** Opening Reading text block **

With the end of 2020 approaching, it is time to prepare for what promises to be an unprecedented tax season. Here are some of the key issues that business owners, financial officers, and tax executives should consider now.
Note: This is by no means a complete list, and the tax consequences of some pandemic relief programs might change.
COVID-Related Tax Provisions
Both the Coronavirus Aid, Relief, and Economic Security (CARES) Act and the Families First Coronavirus Relief Act (FFCRA) contain provisions with significant tax consequences.
For example, companies must evaluate the tax treatment of loans that either were forgiven or will be forgiven under the CARES Act’s Paycheck Protection Program (PPP), as well as the non-deductibility of expenses paid with PPP proceeds. Companies that deferred paying a portion of their payroll taxes until 2021 or 2022, as the CARES Act allowed, must also consider the impact that will have on 2020 deductions.
Businesses also should take advantage of various available tax credits, including the Employee Retention Credit and credits to offset costs from the CARES Act’s expanded sick pay and paid family leave benefits.
The CARES Act amended many provisions of the 2017 Tax Cuts and Jobs Act (TCJA). It increased the Section 163(j) ceiling on business interest deductions, restored net operating loss (NOL) carrybacks, and accelerated the refund of corporate alternative minimum tax (AMT) credits. It also liberalized the TCJA’s Section 461(l) excess business loss limitations, which could have a significant impact on pass-through business owners.
Partnership Capital Reporting Requirements
Historically, partnerships could use any reasonable method (such as generally accepted accounting principles) to report partners’ shares of partnership capital. This started to change in 2018 and, after a delay in 2019, the IRS has released rules that require partnerships to use only the “tax-basis method” for reporting partners’ capital account information.
Except for small partnerships (generally those with annual receipts less than $250,000 and total assets less than $1million), partnerships must disclose “tax-basis” capital information for all partners on the partnership’s 2020 tax return. The transition may require considerable data gathering and complex calculations, so partnerships should plan to work on this new compliance requirement soon.

** Closing Reading text block **
** Opening Input data block **

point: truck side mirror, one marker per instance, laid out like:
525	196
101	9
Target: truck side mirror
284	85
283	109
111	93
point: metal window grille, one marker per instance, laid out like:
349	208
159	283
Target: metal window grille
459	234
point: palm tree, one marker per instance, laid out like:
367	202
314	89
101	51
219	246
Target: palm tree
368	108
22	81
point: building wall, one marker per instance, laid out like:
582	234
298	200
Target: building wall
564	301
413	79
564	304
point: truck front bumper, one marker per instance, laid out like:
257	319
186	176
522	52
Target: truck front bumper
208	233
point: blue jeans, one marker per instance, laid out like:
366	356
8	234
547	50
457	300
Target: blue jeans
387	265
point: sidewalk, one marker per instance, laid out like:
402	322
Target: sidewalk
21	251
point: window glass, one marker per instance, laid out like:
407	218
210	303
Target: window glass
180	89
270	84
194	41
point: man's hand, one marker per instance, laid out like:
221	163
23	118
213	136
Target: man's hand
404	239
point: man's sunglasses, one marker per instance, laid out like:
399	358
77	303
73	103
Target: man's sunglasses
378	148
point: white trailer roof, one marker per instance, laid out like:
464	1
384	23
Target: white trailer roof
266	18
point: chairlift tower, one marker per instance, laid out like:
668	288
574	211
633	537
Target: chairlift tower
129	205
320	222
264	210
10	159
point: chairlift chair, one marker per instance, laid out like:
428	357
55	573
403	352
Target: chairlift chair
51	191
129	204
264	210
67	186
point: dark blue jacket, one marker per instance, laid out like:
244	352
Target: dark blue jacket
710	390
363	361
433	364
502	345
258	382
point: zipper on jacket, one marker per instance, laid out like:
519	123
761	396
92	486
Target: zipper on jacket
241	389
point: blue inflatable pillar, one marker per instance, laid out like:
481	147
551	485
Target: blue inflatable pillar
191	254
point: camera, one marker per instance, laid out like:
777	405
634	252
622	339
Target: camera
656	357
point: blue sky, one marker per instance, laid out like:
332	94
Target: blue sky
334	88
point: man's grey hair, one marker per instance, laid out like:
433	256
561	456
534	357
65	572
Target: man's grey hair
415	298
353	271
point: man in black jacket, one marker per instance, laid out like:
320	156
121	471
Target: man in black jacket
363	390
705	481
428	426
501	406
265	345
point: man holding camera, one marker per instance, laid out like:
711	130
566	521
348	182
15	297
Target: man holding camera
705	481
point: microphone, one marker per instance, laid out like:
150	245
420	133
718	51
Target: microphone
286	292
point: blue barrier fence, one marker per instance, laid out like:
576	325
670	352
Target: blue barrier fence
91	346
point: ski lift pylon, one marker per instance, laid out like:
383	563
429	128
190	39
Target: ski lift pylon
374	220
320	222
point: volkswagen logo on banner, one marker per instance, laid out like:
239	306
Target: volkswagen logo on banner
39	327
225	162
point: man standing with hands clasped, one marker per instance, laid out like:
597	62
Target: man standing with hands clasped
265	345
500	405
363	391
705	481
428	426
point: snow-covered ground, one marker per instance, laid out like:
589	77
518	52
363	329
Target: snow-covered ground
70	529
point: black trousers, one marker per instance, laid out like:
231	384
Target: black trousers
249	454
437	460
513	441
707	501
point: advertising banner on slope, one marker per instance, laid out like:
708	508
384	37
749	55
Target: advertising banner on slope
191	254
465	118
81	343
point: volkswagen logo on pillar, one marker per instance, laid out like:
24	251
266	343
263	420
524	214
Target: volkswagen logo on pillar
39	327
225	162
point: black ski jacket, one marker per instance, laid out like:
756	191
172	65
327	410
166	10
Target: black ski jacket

** Closing Input data block **

Assignment A
Please transcribe the part of the tax season article from the words "With the end" through "programs might change.", beginning at "With the end" and stopping after "programs might change.".
Assignment B
According to the tax season article, what annual receipts limit generally marks a small partnership that is exempt from the new capital reporting rule?

Result A
With the end of 2020 approaching, it is time to prepare for what promises to be an unprecedented tax season. Here are some of the key issues that business owners, financial officers, and tax executives should consider now.
Note: This is by no means a complete list, and the tax consequences of some pandemic relief programs might change.

Result B
Annual receipts of less than $250,000.